## [Excerpt to read]
"""

USP.test {USP} | R Documentation |
Independence test for discrete data
Description
Carry out a permutation independence test on a two-way contingency table.
The test statistic is Tn
, as described in Sections 3.1 and 7.1 of (Berrett et al. 2021).
This also appears as Un
in (Berrett and Samworth 2021).
The critical value is found by sampling null contingency tables,
with the same row and column totals as the input, via Patefield's algorithm, and recomputing
the test statistic.
Usage
USP.test(freq, B = 999, ties.method = "standard", nullstats = FALSE)
Arguments
freq |
Two-way contingency table whose independence is to be tested. |
B |
The number of resampled null tables to be used to calibrate the test. |
ties.method |
If "standard" then calculate the p-value as in (5) of (Berrett et al. 2021), which is slightly conservative. If "random" then break ties randomly. This preserves Type I error control. |
nullstats |
If TRUE, returns a vector of the null statistic values. |
Value
Returns the p-value for this independence test and the value of the test statistic, T_n
,
as defined in (Berrett et al. 2021). The third element of the list is the table of expected counts,
and the final element is the table of contributions to T_n
. If nullstats=TRUE is used, then the function also
returns a vector of the null statistics.

"""

## [Records shown]
"""

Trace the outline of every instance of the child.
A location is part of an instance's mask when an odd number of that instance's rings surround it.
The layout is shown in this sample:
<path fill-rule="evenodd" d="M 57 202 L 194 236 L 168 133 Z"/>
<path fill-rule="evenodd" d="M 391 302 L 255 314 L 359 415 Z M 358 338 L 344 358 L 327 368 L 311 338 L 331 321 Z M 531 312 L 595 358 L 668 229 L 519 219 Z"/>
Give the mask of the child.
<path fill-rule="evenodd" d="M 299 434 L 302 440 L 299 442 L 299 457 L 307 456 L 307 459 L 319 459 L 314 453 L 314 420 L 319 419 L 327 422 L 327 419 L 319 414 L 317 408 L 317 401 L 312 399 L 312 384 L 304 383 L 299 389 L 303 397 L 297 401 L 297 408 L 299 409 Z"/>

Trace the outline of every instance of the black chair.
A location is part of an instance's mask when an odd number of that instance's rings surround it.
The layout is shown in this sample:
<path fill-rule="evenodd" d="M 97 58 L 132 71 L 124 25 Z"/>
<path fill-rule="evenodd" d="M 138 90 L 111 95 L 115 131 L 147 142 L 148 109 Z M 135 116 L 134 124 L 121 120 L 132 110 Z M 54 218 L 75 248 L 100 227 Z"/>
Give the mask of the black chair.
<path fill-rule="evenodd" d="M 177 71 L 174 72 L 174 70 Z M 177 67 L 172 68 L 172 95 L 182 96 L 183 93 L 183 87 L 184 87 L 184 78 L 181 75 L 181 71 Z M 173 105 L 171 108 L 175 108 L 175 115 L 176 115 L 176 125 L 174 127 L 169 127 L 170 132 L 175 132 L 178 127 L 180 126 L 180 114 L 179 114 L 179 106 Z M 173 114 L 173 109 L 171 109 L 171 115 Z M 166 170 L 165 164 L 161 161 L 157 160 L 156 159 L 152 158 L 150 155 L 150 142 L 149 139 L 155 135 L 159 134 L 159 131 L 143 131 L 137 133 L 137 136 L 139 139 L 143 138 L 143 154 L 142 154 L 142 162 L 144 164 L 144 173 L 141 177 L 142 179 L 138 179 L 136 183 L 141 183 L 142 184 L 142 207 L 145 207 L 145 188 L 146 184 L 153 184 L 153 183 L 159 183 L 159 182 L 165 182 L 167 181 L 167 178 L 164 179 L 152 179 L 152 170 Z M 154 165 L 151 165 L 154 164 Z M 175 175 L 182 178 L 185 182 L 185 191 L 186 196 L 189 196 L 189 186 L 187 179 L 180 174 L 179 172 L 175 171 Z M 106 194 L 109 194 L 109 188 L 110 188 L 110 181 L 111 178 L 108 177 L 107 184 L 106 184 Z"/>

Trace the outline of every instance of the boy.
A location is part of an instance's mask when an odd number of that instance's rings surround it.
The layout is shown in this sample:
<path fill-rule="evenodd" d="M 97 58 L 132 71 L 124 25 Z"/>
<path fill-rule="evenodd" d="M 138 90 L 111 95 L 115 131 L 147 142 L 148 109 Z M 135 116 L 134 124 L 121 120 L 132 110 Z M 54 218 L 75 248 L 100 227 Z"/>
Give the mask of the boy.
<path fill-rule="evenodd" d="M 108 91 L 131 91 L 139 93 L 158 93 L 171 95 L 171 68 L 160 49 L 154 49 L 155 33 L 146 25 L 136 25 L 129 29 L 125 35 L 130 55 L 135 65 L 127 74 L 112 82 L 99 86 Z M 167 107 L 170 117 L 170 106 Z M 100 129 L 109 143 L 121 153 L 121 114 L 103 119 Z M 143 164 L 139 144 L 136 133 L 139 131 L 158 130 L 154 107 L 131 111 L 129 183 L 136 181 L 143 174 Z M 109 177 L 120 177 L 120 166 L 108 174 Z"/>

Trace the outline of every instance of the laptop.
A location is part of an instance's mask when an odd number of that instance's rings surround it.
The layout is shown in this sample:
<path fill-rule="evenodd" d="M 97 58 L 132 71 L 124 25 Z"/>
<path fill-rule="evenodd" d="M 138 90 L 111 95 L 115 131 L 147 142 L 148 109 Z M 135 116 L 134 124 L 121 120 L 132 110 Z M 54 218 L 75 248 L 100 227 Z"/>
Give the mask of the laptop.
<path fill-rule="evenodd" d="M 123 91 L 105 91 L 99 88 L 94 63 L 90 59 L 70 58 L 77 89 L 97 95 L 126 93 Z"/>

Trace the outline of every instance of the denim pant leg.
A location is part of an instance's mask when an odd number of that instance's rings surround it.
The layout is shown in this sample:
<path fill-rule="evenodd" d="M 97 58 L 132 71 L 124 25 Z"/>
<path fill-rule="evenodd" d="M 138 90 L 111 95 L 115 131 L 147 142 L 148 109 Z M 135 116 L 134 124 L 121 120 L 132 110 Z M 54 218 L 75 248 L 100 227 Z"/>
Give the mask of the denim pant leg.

"""

## [Work to complete]
1: List every argument that the USP.test documentation describes under its "Arguments" heading.
2: Extend the USP.test documentation with a further section that follows its final sentence about the vector of null statistics.

## [Exercise responses]
1: freq, B, ties.method, nullstats

2:
References
Berrett TB, Kontoyiannis I, Samworth RJ (2021). “Optimal rates for independence testing via U-statistic permutation tests.” Annals of Statistics, to appear.
Berrett TB, Samworth RJ (2021). “USP: an independence test that improves on Pearson’s chi-squared and the G-test.” Submitted, available at arXiv:2101.10880.
Examples
freq=r2dtable(1,rep(10,5),rep(10,5))[[1]] + 4*diag(rep(1,5))
USP.test(freq,999)
freq=diag(1:5); USP.test(freq,999)
freq=r2dtable(1,rep(10,5),rep(10,5))[[1]];
test=USP.test(freq,999,nullstats=TRUE)
plot(density(test$NullStats,from=0,
to=max(max(test$NullStats),test$TestStat)),
xlim=c(min(test$NullStats),max(max(test$NullStats),test$TestStat)),
main="Test Statistics")
abline(v=test$TestStat,col=2); TestStats=c(test$TestStat,test$NullStats)
abline(v=quantile(TestStats,probs=0.95),lty=2)